─── Data excerpts

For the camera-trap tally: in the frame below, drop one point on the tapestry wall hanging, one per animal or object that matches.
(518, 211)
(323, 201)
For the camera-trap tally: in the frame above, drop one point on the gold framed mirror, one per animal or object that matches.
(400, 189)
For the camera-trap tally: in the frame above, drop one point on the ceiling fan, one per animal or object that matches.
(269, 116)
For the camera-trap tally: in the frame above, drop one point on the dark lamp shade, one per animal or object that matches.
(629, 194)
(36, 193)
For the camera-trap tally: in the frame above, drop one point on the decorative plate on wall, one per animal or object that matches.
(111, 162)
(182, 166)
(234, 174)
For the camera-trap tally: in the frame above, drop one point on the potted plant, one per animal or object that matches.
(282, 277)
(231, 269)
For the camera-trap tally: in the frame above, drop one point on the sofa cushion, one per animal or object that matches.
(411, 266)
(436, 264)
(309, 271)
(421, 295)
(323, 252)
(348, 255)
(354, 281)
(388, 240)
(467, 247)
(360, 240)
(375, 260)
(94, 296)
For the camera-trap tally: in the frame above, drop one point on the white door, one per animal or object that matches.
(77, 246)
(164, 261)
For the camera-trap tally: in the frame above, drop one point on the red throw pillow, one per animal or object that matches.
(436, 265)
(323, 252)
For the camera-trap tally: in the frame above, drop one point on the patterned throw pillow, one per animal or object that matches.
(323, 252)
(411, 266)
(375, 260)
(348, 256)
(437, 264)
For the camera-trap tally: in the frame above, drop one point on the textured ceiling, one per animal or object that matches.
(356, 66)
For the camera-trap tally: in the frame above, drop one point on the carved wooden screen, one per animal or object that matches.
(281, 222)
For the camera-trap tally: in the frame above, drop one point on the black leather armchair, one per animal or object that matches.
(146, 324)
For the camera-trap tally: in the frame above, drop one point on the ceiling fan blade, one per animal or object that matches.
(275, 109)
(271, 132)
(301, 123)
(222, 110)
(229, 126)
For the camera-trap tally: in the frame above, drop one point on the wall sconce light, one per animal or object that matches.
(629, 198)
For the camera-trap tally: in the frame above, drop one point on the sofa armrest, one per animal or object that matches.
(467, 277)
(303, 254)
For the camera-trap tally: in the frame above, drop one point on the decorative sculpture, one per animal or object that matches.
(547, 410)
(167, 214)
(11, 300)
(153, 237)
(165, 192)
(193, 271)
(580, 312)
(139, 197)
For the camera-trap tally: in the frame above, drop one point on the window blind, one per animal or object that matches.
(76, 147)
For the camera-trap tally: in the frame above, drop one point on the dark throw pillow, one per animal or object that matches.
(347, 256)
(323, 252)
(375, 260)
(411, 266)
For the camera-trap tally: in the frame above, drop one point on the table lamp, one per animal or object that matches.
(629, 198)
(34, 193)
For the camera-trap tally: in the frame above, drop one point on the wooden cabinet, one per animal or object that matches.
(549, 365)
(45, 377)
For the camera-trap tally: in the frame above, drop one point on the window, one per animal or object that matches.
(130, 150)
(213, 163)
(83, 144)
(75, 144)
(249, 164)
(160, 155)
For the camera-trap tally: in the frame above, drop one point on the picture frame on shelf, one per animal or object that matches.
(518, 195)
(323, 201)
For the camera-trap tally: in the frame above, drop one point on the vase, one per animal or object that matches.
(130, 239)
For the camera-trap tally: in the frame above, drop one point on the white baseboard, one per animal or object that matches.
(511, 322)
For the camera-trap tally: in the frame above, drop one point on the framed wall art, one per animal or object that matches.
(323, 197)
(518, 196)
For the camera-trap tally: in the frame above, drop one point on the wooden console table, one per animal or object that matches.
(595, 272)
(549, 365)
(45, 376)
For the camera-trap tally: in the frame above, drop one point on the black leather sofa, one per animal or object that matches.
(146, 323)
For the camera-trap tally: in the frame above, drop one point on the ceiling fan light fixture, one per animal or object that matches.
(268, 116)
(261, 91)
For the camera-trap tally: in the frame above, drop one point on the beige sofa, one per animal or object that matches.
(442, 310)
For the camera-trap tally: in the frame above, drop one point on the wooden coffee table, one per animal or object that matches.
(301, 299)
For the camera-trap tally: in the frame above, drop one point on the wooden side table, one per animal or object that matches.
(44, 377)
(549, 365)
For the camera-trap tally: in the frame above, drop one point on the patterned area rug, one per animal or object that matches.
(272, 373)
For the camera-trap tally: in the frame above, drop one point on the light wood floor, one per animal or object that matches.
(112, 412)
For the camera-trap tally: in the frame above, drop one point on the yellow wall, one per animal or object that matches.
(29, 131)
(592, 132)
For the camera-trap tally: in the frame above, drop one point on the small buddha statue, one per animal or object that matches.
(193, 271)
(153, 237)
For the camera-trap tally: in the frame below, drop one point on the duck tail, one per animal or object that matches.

──────
─── Data excerpts

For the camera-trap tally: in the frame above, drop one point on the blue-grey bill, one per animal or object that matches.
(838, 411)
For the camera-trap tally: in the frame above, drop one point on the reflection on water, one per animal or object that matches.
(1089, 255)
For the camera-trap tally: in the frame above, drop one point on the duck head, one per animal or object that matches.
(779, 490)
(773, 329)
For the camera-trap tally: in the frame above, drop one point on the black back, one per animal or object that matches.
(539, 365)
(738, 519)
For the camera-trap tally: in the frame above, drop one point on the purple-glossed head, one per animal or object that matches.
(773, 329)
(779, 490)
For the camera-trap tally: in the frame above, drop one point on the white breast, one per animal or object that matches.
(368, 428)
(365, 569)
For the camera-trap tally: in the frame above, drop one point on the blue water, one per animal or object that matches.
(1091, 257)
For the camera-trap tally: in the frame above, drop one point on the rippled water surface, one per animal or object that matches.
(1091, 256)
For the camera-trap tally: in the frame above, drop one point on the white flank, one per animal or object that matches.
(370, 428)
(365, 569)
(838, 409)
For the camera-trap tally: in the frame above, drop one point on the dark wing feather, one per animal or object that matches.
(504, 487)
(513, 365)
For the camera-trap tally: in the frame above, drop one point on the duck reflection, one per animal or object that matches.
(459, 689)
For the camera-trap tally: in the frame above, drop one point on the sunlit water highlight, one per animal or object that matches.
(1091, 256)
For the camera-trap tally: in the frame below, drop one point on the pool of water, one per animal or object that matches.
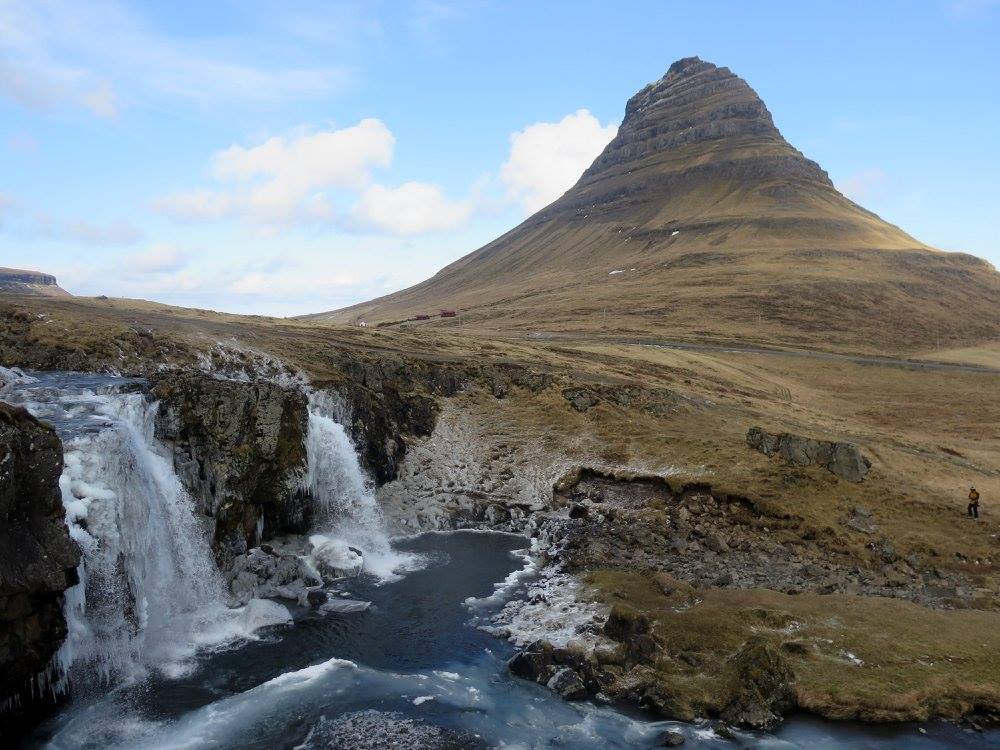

──────

■ Work instructions
Pick out every line of the records that contains the word "water" and copy each of those lines.

■ Correct output
For the camera-trap tally: in the frame above, drop one point on the reflection on water, one per animal or object that matches.
For the camera-trap tally: in the frame above, drop one point on the blue water, one per animal or object that matches.
For the camera-trap tally: in the frame above, drop one point on the rippled water surface, one per animal or object that matches.
For the camera-trap tally: in the frame above, drop one point on the sunlit water highlight, one per animal or object that matches.
For the camera-trap tally: in the frame below, drop one point on the pool of water, one per animal or object that matches.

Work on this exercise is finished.